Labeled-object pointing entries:
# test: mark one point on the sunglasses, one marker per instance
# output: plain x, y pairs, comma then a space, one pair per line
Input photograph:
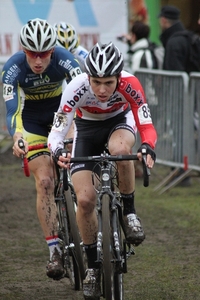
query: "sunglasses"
33, 54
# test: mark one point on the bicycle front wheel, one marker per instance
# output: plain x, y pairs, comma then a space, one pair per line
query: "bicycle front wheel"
79, 254
69, 261
112, 263
107, 259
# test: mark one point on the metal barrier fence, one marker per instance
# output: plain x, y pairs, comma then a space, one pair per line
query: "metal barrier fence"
174, 100
170, 96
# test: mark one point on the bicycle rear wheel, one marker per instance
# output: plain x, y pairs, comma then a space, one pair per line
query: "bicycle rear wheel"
69, 261
74, 231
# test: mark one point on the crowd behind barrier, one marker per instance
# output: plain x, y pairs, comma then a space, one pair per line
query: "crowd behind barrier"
174, 101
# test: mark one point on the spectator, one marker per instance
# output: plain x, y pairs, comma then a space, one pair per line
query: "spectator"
176, 46
144, 54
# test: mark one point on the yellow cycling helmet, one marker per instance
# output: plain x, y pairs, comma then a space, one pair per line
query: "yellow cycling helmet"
66, 36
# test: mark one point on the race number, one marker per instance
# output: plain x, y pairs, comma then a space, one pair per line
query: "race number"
7, 91
59, 122
74, 72
144, 114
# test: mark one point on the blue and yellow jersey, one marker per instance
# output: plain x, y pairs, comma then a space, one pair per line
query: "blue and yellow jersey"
40, 90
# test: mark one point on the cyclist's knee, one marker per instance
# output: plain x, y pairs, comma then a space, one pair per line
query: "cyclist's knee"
44, 182
86, 205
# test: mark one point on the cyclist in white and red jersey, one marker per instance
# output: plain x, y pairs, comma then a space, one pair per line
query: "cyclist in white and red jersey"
39, 70
67, 37
110, 106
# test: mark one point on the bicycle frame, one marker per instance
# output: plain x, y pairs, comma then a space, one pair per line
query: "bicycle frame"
111, 250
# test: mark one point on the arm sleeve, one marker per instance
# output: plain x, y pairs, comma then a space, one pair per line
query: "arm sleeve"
11, 95
136, 97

• **WORK REQUIRED**
Reproduce all of the items above line for line without any changes, leaving out the picture.

• **REPLY TO THE TASK**
# test: mark one point on the sunglasses, one marker per instance
# output: plain x, y pairs, comma then a space, one pair per line
Input photograph:
query: "sunglasses"
33, 54
# test: mark one point on the bicycle front wheel, one marker per instance
# output: plain x, y pairs, comma then a space, one pair per line
query: "bicycle front wheel"
79, 254
69, 261
112, 263
107, 259
# test: mark one point on the metal barrier fence, one marker per instance
# output: plain x, y pairs, comma then a space, one pair per line
query: "metal barrier fence"
174, 100
170, 96
# test: mark one point on the bicycle rear wheel, one marker per instance
# output: plain x, y pairs, comma then a space, one pair per line
query: "bicycle rear wheel"
69, 261
74, 231
# test: mark one point on the crowd behind barrier, one marker per instance
# output: plain x, y pairs, comma then a space, one pair per line
query: "crowd behind barrier"
174, 101
# test: mark one point on the spectator, one marker per instance
# output: plain x, y pairs, comma then a space, one pair per line
query: "spectator"
176, 46
144, 54
# test: mark one point on the yellow cycling helmet, one marker per instance
# output: plain x, y pairs, comma then a space, one pair per line
query: "yellow cycling helmet"
66, 36
# test: mark one point on the race number, one marker per instance
# output: plain x, y pairs, comma then a space, one pair per line
query: "race number"
7, 91
59, 122
74, 72
144, 114
# test: mark one point on the blue and yellow jersey, one marker per instance
# output: plain x, y pairs, comma then a space, one pair per line
query: "blue and yellow jersey"
40, 90
# test: mark one point on the cyclist's knee, one marker per instance
# output: plain x, y pairs, comma then a space, one pair per line
query: "cyclist's knee"
44, 182
86, 205
# test: mark one point on the cyclist in white and red jersey, one marker per instance
# output: plain x, y pairs, comma then a space, one pair per line
query: "cyclist in white and red jersey"
39, 70
67, 37
110, 106
# test: mark one point on the bicycle frame, one marker per instance
# output: plain x, y pairs, comma then a space, one pair per line
query: "bicycle frame"
111, 250
# test: mark one point on the arm sleeve, one marker per instance
# output: plain x, y pairs, comma then a space, one pair per line
query: "arm sleeve"
11, 95
136, 97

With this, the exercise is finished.